━━ SOURCE DATA

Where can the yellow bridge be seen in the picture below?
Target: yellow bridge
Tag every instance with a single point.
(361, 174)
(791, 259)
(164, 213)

━━━━

**DIRECTIONS:**
Copy every line of the items above word for word.

**ANSWER TO THIS PROBLEM:**
Where can the yellow bridge be seen in the picture below?
Target: yellow bridge
Tag every instance with a single point.
(361, 174)
(791, 259)
(164, 213)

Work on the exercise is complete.